Passage

↓

Since Trump announced the White House ballroom project on June 6, 2025, the scope and price tag have exploded — and the construction ambitions keep expanding.
What Started as a Ballroom Is Now a Campus
The original plan, announced on Truth Social, was modest by Trump standards: a new ballroom to replace the demolished East Wing, designed for state visits and grand parties. According to BBC Verify, the estimated cost at launch was around $200 million. One year later, that figure has doubled to $400 million for the ballroom alone — and that's before the additional $1 billion in taxpayer-funded security that Trump's White House is now requesting from Congress.
Total price tag, per reporting from The Independent: $1.4 billion.
The project now includes a rooftop drone port, an underground hospital, and what the White House describes as "top secret" military facilities. Trump originally announced the project as intended for "grand parties" and "State Visits" while he was "thinking about the World Economy."

↑

Supplied records
↓

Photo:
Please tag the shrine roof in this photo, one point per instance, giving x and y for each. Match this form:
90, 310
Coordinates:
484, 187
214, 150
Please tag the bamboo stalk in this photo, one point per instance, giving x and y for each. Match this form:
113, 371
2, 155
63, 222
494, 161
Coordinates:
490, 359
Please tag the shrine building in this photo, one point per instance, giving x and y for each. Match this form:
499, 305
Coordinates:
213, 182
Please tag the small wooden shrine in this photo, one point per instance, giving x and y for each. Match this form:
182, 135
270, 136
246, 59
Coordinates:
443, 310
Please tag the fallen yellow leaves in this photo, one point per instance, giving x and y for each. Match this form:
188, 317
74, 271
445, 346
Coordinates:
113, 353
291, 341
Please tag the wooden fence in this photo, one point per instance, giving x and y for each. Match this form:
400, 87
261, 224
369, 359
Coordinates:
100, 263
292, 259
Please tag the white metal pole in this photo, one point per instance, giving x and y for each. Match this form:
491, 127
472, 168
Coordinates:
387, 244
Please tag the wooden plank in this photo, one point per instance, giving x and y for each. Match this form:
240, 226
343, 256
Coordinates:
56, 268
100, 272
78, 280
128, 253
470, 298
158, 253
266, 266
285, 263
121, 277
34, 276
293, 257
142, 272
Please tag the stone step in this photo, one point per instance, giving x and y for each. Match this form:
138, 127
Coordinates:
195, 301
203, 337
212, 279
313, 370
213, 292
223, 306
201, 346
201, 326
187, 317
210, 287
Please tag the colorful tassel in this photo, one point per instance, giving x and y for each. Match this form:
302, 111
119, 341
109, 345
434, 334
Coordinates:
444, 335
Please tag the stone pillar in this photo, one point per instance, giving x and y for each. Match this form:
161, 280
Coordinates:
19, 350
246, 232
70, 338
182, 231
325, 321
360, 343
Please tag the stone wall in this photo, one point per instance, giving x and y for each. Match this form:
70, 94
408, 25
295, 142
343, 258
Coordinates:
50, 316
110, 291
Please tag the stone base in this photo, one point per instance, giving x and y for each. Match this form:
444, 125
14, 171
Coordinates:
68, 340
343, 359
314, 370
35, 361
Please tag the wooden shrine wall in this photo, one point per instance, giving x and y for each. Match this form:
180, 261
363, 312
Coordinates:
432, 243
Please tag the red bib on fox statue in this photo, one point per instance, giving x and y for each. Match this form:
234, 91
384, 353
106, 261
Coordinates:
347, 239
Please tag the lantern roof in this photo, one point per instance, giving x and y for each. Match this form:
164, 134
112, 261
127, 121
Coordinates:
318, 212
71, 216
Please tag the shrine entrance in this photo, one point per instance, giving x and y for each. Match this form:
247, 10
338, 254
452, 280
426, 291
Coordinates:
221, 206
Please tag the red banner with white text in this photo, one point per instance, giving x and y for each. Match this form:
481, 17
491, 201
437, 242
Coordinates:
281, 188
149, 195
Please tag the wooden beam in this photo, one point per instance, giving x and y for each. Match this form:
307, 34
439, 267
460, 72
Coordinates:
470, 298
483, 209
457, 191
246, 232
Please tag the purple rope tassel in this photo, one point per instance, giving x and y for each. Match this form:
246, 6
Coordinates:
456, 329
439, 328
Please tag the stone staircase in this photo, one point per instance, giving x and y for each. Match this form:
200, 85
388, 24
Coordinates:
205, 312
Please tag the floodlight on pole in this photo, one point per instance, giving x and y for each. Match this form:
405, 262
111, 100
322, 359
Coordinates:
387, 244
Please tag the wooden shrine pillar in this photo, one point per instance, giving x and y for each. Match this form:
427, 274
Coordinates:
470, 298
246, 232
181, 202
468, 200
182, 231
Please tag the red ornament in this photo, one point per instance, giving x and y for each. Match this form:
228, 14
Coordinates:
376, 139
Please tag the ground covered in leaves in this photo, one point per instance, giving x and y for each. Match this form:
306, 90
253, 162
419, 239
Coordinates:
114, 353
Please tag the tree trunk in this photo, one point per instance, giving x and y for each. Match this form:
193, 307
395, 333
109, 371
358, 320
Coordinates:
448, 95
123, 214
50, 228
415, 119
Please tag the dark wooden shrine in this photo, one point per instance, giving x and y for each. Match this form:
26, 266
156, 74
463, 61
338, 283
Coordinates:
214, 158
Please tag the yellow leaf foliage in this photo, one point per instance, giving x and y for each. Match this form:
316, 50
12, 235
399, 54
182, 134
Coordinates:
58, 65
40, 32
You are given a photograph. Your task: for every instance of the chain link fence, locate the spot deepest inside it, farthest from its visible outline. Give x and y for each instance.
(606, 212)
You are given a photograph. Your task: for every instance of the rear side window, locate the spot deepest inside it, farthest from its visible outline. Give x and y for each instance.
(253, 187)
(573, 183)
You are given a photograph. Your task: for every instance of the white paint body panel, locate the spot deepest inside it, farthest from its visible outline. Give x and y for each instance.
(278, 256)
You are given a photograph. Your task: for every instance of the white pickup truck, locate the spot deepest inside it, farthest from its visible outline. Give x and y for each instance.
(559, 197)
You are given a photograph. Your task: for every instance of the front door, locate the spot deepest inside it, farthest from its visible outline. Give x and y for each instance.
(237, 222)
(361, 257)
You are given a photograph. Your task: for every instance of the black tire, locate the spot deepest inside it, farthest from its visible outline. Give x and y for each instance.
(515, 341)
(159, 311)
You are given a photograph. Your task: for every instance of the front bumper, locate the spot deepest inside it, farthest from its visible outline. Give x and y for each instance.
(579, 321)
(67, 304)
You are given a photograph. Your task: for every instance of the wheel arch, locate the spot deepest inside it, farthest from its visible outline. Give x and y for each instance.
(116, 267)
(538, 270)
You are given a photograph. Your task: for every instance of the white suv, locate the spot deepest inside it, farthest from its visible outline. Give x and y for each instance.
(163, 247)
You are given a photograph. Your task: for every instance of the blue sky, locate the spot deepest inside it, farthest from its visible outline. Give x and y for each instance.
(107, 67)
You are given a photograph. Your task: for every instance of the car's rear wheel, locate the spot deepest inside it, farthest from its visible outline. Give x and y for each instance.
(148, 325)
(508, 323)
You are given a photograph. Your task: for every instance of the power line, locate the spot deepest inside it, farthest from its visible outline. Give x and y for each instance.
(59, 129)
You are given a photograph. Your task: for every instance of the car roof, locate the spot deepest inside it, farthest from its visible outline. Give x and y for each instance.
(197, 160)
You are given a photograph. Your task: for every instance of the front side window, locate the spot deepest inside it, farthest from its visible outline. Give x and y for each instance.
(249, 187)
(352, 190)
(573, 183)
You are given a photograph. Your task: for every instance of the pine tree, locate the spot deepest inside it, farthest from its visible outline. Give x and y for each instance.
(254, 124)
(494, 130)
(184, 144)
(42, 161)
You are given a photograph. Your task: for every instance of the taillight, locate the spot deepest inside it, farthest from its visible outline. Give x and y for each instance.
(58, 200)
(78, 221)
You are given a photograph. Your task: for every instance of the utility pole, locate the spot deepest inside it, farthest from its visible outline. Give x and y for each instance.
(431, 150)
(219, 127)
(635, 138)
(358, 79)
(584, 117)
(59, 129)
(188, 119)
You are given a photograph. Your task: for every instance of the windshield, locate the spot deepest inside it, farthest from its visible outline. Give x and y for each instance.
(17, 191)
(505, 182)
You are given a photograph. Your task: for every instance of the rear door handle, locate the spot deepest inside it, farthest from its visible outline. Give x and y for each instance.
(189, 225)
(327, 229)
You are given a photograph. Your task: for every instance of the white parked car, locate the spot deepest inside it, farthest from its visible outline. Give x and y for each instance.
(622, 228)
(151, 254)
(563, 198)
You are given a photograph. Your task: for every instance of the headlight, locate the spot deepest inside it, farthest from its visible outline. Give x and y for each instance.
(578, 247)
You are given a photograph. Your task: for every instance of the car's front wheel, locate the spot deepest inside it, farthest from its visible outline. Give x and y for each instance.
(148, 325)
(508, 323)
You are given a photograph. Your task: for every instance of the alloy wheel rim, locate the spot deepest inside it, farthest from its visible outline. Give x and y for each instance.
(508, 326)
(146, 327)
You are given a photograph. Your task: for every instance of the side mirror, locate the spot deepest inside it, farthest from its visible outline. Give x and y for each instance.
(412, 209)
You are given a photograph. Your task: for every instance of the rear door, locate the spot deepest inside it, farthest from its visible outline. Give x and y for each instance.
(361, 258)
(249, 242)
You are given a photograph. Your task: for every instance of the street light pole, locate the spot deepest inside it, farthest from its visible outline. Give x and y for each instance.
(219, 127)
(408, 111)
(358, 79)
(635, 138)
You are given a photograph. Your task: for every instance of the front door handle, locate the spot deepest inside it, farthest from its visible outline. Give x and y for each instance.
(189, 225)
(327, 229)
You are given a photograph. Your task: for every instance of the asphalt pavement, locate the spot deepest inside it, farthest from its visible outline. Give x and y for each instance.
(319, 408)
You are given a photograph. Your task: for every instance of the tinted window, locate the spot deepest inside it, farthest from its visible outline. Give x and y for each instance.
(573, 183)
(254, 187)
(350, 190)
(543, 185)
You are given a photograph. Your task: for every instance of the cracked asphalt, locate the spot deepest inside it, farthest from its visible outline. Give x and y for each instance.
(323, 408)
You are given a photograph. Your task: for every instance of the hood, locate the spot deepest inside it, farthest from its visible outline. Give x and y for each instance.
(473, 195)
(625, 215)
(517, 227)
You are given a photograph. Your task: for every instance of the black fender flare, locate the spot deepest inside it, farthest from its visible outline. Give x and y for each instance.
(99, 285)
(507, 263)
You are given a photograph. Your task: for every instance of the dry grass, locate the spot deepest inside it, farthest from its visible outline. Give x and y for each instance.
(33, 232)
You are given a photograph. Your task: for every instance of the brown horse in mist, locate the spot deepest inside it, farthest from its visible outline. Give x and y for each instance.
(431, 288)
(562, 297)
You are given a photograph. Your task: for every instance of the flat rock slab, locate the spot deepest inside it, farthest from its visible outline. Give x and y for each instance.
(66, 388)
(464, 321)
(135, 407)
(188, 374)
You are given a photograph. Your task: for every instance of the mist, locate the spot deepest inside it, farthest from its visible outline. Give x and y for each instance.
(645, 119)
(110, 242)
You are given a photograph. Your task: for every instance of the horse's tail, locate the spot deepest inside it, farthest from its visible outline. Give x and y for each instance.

↑

The problem
Copy word for word the portion of the White House ballroom passage that begins at "What Started as" and stops after "requesting from Congress.".

Solution to the problem
What Started as a Ballroom Is Now a Campus
The original plan, announced on Truth Social, was modest by Trump standards: a new ballroom to replace the demolished East Wing, designed for state visits and grand parties. According to BBC Verify, the estimated cost at launch was around $200 million. One year later, that figure has doubled to $400 million for the ballroom alone — and that's before the additional $1 billion in taxpayer-funded security that Trump's White House is now requesting from Congress.